Selected passage below:

[OpenAFS] Openafs performance with Apache/PHP

Nate Gordon nlgordon@gmail.com
Fri, 27 Jul 2007 14:34:17 -0500

So I'm finally getting around to querying about some issues I've been
having for a long time with openafs 1.4.4 on rhel (3|4|5).  In short,
the performance of my webservers serving up PHP code is less than
stellar in some cases.  Those cases being defined as the requests per
second getting above 30.  Here is an example/summary of the issue I'm

I have a php page, that php page includes some other php files and
makes two database queries.  If I point apache bench at that page on
one of my test servers I get results as follows:

1 concurrent user: 16 requests per second 60ms per request
2 concurrent users: 27 requests per second 73ms per request
5 concurrent users: 32 requests per second 157ms per request
10 concurrent users: 10 requests per second 934ms per request
20 concurrent users: 5 requests per second 3666ms per request
30 concurrent users: 3 requests per second 10899 ms per request

* requests per second being defined as the aggregate requests per
second across all the concurrent users.  Thus 3 users at 3 requests
per second each yields 9 requests per second aggregate.

So as you can see performance drops off to an unusable point.  What I
also noted was that while watching vmstat the number of context
switches soars through the roof.  At the 10 users mark the switches
hovers around ~200,000 per second.  At 20 users we go to ~250,000 and
at 30 users we hit ~270,000 per second.  The machine I'm testing on is
a Dell dual xeon 2.8Ghz hyperthreaded machine with 2GB of ram.  The
machine isn't swapping during any of this and general memory usage
remains fairly constant.  Afsd is configured with:
AFSD_ARGS="-fakestat-all -chunksize 20 -volumes 400 -dcache 50000
-files 200000 -stat 150000 -daemons 20"

End of Selected passage.
Raw data below:

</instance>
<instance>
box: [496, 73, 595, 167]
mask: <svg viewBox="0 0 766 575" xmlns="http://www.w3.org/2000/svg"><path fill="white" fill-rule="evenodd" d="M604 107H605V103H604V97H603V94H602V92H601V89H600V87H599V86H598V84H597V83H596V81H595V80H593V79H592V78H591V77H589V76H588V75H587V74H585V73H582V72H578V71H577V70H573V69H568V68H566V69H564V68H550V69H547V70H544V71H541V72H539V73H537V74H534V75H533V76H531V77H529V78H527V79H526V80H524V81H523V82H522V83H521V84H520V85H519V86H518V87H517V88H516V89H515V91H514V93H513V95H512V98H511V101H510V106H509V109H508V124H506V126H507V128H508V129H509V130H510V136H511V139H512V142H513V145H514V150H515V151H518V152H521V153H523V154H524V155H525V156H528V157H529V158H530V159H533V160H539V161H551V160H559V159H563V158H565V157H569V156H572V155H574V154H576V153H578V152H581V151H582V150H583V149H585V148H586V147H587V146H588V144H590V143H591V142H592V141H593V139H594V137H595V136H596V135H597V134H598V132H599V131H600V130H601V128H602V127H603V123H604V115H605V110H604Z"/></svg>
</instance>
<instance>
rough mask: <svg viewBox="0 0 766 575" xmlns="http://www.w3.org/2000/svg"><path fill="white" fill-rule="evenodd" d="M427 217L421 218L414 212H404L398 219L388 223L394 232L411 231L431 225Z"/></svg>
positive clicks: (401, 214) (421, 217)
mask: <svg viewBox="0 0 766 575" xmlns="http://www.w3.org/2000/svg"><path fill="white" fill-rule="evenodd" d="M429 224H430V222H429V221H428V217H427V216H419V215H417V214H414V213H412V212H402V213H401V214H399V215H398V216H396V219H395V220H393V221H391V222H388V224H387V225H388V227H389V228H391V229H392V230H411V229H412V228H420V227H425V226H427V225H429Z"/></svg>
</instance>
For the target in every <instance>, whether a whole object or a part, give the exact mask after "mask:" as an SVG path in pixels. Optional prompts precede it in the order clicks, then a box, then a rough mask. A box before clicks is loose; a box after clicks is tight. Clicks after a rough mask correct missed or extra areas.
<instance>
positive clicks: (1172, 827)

End of Raw data.

#### Check your understanding:
1. In the OpenAFS post, print the passage starting at "1 concurrent user: 16" and ending at "per second aggregate.", word for word.
2. According to the OpenAFS post, why do 3 users at 3 requests per second each count as 9 requests per second? Answer in one to three sentences.
3. Rewrite the paragraph of the OpenAFS post that begins "So as you can see performance drops off" as a bulleted list, keeping its main facts.

#### Problem solutions:
1.
1 concurrent user: 16 requests per second 60ms per request
2 concurrent users: 27 requests per second 73ms per request
5 concurrent users: 32 requests per second 157ms per request
10 concurrent users: 10 requests per second 934ms per request
20 concurrent users: 5 requests per second 3666ms per request
30 concurrent users: 3 requests per second 10899 ms per request

* requests per second being defined as the aggregate requests per
second across all the concurrent users.  Thus 3 users at 3 requests
per second each yields 9 requests per second aggregate.

2. The post defines requests per second as the aggregate across all concurrent users. The 3 requests per second from each of the 3 users are therefore added together, giving 9.

3.
- Performance drops off to an unusable point.
- In vmstat, context switches rise sharply: about 200,000 per second at 10 users, about 250,000 at 20 users, and about 270,000 at 30 users.
- The test machine is a Dell dual Xeon 2.8GHz hyperthreaded machine with 2GB of RAM.
- The machine does not swap, and general memory usage stays fairly constant.
- Afsd is configured with: AFSD_ARGS="-fakestat-all -chunksize 20 -volumes 400 -dcache 50000 -files 200000 -stat 150000 -daemons 20"